__TEXT BLOCK__:

┌──

Why bricks? Nothing is incidental in G-d’s world, particularly in the history of His people. If we were forged as a nation at the brick kilns of Egypt, then the brick is significant to our mission in life.

“And the brick served them as stone”

Man is a builder. Some build physical structures: homes, cities, roads, hi- or low-tech machines, and a host of other useful (or useless) objects. Others engage in more metaphysical construction, structuring words, hues or sounds so that they house ideas or feelings. But all build a life, forging materials from their environment, their society and their own psyche into an edifice that serves a certain function and aim. Man being endowed by his Creator with free choice, he might make this a material or spiritual aim, a selfish or altruistic one, a positive or negative one; or he can make it the ultimate aim of “building a dwelling for G-d”[15] by devoting his life to the fulfillment of G-d’s will as revealed in the Torah.

The materials we use fall under two general categories: G-d-given and man-made. Much of what we build our lives with was already here when we arrived on the scene, ready for use, or with its potential implicit in it, awaiting discovery and realization. But G-d empowered us to do more than simply develop His world. Desiring that we be His “partners in creation,”[16]He imparted to us the ability to create potential where no such potential exists.

└──

__AIM OF THE EXERCISE__: Rewrite the paragraph in the passage about bricks that begins "Man is a builder" as a short bulleted list, keeping its main facts.

__SUPPLIED ENTRIES__:
┌──

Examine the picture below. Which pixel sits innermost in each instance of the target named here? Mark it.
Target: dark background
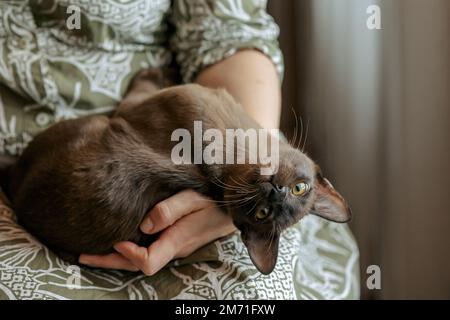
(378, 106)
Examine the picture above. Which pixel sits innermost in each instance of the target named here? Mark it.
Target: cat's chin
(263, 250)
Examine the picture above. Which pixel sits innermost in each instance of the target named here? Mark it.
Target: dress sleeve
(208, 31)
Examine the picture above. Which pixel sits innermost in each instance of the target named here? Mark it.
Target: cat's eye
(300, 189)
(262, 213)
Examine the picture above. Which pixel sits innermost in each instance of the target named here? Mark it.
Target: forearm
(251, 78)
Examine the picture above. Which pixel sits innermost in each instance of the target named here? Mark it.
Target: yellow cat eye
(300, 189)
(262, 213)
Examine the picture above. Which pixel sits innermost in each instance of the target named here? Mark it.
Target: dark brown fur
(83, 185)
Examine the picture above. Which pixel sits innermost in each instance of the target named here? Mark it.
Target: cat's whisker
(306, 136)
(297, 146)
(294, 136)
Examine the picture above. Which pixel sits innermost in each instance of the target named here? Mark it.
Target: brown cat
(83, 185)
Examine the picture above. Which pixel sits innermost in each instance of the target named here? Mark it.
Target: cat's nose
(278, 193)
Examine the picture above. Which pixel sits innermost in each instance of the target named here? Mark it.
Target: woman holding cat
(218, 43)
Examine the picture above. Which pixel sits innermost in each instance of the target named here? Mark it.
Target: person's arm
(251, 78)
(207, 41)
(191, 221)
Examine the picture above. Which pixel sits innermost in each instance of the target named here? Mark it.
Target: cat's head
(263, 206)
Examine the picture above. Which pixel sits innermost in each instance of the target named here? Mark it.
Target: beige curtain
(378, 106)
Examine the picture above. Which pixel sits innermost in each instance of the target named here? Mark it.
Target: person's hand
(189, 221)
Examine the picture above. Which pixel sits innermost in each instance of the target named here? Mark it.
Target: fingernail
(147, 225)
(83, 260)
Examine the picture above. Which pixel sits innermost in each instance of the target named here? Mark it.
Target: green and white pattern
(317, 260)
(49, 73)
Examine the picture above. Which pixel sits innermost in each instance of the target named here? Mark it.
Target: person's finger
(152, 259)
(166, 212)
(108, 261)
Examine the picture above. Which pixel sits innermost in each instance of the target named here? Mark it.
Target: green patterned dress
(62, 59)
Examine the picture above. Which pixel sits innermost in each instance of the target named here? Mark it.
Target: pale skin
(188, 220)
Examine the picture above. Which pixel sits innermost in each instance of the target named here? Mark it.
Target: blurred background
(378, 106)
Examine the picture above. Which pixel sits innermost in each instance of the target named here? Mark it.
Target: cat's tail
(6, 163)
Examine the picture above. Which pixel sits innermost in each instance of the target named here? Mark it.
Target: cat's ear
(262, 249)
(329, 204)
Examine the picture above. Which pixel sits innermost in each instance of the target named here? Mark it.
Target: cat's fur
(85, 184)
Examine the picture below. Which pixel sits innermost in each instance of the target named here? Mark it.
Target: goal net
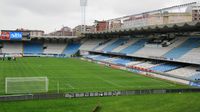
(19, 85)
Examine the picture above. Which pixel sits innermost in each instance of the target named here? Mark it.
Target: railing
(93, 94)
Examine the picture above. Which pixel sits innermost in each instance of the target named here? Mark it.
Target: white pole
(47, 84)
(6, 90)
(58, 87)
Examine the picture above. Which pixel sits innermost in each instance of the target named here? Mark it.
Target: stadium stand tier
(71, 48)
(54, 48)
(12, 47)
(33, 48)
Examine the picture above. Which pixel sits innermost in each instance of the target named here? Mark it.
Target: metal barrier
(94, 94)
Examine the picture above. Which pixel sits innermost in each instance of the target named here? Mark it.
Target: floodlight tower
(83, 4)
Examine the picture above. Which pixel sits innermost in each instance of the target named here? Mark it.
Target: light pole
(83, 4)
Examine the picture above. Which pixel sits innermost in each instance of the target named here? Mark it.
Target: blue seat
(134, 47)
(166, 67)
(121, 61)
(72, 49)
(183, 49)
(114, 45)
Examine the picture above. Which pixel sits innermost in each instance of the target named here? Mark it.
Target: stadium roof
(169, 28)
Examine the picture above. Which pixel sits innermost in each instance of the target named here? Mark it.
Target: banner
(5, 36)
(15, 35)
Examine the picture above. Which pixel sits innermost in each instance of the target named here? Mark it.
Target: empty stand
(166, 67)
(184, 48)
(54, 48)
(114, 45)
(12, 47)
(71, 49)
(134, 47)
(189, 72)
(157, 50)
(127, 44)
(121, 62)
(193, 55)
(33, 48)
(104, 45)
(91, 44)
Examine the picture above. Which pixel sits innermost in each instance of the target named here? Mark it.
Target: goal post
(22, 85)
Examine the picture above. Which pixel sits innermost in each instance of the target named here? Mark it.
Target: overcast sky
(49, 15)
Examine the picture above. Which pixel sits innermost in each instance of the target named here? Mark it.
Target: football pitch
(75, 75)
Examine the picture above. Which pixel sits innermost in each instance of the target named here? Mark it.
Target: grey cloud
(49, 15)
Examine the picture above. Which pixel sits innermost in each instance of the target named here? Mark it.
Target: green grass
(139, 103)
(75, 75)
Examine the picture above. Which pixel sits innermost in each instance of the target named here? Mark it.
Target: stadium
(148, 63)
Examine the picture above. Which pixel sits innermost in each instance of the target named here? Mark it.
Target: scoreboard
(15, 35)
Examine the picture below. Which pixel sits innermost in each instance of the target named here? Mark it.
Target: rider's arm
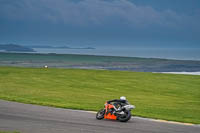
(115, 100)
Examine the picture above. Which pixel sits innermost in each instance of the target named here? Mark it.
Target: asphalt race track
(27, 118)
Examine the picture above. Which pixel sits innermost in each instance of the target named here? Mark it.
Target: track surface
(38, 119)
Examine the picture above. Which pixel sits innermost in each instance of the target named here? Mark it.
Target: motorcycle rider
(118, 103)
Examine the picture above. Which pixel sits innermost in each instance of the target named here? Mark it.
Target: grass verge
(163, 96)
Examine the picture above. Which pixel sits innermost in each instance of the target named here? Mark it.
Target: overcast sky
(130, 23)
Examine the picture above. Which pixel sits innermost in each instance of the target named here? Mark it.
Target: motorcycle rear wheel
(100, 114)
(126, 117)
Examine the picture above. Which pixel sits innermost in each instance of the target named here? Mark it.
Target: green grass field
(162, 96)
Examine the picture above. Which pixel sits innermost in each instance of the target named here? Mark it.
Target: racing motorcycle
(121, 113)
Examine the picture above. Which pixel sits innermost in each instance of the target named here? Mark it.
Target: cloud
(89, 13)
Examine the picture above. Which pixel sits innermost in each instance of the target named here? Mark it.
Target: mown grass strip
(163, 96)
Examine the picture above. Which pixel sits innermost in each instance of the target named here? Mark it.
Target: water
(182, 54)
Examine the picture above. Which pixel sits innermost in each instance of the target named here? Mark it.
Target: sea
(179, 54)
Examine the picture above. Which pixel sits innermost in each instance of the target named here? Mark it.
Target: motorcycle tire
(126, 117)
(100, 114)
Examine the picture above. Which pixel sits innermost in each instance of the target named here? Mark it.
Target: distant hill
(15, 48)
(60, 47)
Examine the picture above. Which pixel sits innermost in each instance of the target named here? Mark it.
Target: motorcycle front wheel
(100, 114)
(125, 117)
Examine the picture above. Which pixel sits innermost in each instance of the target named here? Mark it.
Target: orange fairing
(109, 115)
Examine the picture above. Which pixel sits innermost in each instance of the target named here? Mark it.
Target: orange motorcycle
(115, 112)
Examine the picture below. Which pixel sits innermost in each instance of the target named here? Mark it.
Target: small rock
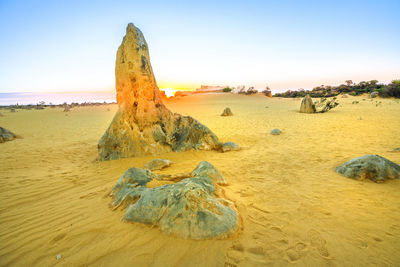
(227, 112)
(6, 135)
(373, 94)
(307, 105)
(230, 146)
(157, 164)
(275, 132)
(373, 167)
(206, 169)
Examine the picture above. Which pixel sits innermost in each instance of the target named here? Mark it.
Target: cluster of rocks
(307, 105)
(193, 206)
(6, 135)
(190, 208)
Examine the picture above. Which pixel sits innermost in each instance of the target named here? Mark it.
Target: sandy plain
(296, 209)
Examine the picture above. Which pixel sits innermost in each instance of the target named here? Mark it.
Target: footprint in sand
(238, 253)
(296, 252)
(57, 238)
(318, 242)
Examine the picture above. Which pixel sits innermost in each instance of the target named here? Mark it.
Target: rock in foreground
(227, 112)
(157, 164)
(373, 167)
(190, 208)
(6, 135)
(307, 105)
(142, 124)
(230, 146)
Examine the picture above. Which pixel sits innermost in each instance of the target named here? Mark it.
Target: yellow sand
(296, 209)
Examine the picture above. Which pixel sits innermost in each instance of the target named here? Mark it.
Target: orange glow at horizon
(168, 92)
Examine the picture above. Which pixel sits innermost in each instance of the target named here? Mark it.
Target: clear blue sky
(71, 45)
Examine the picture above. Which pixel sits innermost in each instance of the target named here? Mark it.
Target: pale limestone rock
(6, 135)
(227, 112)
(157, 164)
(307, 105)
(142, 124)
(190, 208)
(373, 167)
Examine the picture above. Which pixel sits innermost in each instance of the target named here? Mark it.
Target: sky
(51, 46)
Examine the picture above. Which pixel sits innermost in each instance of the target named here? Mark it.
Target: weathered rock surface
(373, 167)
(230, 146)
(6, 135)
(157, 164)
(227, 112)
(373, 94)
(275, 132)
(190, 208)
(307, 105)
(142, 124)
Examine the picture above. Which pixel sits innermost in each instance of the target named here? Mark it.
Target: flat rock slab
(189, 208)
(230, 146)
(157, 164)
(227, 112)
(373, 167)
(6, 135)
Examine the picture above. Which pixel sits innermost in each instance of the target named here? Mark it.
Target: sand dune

└──

__ANSWER SPACE__:
- Man is a builder. Some build physical structures such as homes, cities, roads and machines. Others build metaphysically, structuring words, hues or sounds to house ideas or feelings.
- Everyone builds a life. Each person forges materials from their environment, society and psyche into an edifice that serves a function and aim.
- Because the Creator gave man free choice, a person may make that aim material or spiritual, selfish or altruistic, positive or negative.
- A person can also make it the ultimate aim of "building a dwelling for G-d" by devoting life to fulfilling G-d's will as revealed in the Torah.